● **Material provided**:
════

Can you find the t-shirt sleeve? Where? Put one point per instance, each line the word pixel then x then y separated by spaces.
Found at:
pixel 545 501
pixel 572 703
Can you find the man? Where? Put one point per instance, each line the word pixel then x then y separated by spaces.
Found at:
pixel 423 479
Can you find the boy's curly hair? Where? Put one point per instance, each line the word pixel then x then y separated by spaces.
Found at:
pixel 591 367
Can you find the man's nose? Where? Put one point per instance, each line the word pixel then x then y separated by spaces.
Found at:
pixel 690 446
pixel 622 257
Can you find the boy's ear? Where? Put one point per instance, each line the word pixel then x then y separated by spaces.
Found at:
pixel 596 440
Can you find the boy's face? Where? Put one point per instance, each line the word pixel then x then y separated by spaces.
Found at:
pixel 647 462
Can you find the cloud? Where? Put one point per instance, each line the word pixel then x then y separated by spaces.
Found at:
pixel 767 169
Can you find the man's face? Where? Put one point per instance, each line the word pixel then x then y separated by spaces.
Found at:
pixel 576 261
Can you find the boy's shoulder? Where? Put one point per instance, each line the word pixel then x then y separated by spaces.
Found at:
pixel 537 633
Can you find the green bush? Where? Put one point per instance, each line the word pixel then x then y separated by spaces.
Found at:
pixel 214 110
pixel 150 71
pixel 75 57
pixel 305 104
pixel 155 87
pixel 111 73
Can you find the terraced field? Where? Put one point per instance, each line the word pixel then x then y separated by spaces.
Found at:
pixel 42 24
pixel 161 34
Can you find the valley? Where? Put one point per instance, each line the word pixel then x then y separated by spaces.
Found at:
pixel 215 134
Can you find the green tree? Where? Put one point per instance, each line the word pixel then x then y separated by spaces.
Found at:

════

● **What is being asked**: Format every line of the rows above as a Markdown table with the columns Number and Text, numbering the lines in order and omitting blank lines.

● **Solution to this task**:
| Number | Text |
|---|---|
| 1 | Can you find the t-shirt sleeve? Where? Put one point per instance, each line the word pixel then x then y separated by spaces. |
| 2 | Found at: |
| 3 | pixel 545 501 |
| 4 | pixel 572 703 |
| 5 | Can you find the man? Where? Put one point per instance, each line the word pixel then x then y separated by spaces. |
| 6 | Found at: |
| 7 | pixel 423 479 |
| 8 | Can you find the boy's curly hair? Where? Put one point per instance, each line the word pixel then x then y separated by spaces. |
| 9 | Found at: |
| 10 | pixel 591 367 |
| 11 | Can you find the man's nose? Where? Put one point per instance, each line the word pixel then x then y separated by spaces. |
| 12 | Found at: |
| 13 | pixel 690 446 |
| 14 | pixel 622 257 |
| 15 | Can you find the boy's ear? Where? Put one point per instance, each line the word pixel then x then y separated by spaces. |
| 16 | Found at: |
| 17 | pixel 596 440 |
| 18 | Can you find the boy's face? Where? Put one point per instance, each line the word pixel then x then y separated by spaces. |
| 19 | Found at: |
| 20 | pixel 647 462 |
| 21 | Can you find the cloud? Where? Put one point per instance, each line the word pixel then x then y separated by spaces. |
| 22 | Found at: |
| 23 | pixel 767 169 |
| 24 | Can you find the man's face? Where? Put one point per instance, each line the word pixel then x then y separated by spaces. |
| 25 | Found at: |
| 26 | pixel 576 261 |
| 27 | Can you find the boy's shoulder? Where? Put one point per instance, each line the word pixel then x then y separated by spaces. |
| 28 | Found at: |
| 29 | pixel 537 633 |
| 30 | Can you find the green bush? Where? Put one point per instance, each line the word pixel then x then y separated by spaces. |
| 31 | Found at: |
| 32 | pixel 214 110 |
| 33 | pixel 150 71 |
| 34 | pixel 75 57 |
| 35 | pixel 305 104 |
| 36 | pixel 155 87 |
| 37 | pixel 111 73 |
| 38 | Can you find the terraced field? Where? Put one point per instance, each line the word pixel then x then y separated by spaces. |
| 39 | Found at: |
| 40 | pixel 42 24 |
| 41 | pixel 161 34 |
| 42 | Can you find the valley? Where? Put one point per instance, each line the word pixel then x then y separated by spaces. |
| 43 | Found at: |
| 44 | pixel 215 134 |
| 45 | Can you find the green tree? Where? Put one point per instance, each line the word pixel then x then y separated by spaces. |
| 46 | Found at: |